**Task requirements**
Extract every line below that contains the string "sign", and copy each one unchanged.

══ Given information

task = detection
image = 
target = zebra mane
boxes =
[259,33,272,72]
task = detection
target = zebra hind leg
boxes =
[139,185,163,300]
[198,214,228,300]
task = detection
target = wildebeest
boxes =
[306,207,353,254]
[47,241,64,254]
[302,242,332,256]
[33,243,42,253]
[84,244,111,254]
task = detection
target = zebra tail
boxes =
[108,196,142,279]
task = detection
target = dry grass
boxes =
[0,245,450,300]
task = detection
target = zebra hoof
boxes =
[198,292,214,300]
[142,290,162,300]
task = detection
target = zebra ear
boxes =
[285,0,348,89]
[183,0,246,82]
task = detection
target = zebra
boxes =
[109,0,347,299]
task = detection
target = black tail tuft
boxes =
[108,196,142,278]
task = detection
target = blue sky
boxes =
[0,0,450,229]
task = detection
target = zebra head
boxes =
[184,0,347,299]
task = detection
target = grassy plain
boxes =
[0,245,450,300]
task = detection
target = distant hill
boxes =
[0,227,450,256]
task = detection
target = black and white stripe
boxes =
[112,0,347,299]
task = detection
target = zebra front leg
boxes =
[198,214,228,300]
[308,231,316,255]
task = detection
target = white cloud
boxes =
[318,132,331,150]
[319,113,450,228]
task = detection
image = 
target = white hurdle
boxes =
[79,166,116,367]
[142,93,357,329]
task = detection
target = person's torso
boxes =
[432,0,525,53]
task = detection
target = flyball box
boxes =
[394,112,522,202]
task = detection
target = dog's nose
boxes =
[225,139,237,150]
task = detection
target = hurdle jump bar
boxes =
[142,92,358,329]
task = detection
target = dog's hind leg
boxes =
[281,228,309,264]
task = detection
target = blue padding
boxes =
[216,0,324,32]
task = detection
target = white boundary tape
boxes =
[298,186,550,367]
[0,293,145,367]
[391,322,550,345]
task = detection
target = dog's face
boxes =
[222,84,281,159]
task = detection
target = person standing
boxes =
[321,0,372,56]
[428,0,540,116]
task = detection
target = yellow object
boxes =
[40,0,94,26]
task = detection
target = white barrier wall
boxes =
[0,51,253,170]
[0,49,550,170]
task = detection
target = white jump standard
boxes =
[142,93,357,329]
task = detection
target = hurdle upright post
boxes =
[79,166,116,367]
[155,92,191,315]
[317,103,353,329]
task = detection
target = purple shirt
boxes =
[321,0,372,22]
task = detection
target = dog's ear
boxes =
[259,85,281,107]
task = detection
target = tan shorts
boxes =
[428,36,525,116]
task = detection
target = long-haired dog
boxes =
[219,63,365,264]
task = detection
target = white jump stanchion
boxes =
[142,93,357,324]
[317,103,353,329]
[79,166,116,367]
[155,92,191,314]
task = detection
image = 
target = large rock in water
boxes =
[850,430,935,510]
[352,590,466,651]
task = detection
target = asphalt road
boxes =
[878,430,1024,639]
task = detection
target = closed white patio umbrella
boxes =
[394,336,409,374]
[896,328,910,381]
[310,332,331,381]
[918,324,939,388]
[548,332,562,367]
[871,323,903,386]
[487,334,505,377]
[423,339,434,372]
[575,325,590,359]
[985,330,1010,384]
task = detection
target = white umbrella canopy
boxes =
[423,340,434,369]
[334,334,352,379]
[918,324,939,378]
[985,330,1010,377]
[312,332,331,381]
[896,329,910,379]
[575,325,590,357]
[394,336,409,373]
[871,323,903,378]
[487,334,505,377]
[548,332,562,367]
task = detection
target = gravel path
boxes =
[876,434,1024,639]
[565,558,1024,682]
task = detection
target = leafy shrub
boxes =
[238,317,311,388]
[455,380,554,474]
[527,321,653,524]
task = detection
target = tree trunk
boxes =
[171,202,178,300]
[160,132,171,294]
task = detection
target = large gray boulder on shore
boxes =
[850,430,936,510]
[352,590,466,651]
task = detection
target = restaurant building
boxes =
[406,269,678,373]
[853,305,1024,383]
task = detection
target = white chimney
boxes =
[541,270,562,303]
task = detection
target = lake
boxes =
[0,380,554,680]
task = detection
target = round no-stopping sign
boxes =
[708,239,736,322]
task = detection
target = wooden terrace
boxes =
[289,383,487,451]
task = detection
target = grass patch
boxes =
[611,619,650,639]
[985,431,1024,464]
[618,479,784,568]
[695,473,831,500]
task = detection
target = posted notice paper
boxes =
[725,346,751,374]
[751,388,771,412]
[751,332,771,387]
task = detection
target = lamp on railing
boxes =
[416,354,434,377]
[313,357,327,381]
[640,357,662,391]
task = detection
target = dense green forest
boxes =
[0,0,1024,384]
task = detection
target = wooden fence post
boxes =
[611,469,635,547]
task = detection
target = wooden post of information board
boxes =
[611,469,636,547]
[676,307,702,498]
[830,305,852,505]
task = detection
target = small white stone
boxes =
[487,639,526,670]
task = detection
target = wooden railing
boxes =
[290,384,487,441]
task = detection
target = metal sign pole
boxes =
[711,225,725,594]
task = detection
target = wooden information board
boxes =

════

**Solution to this task**
target = round no-stopping sign
target = metal sign pole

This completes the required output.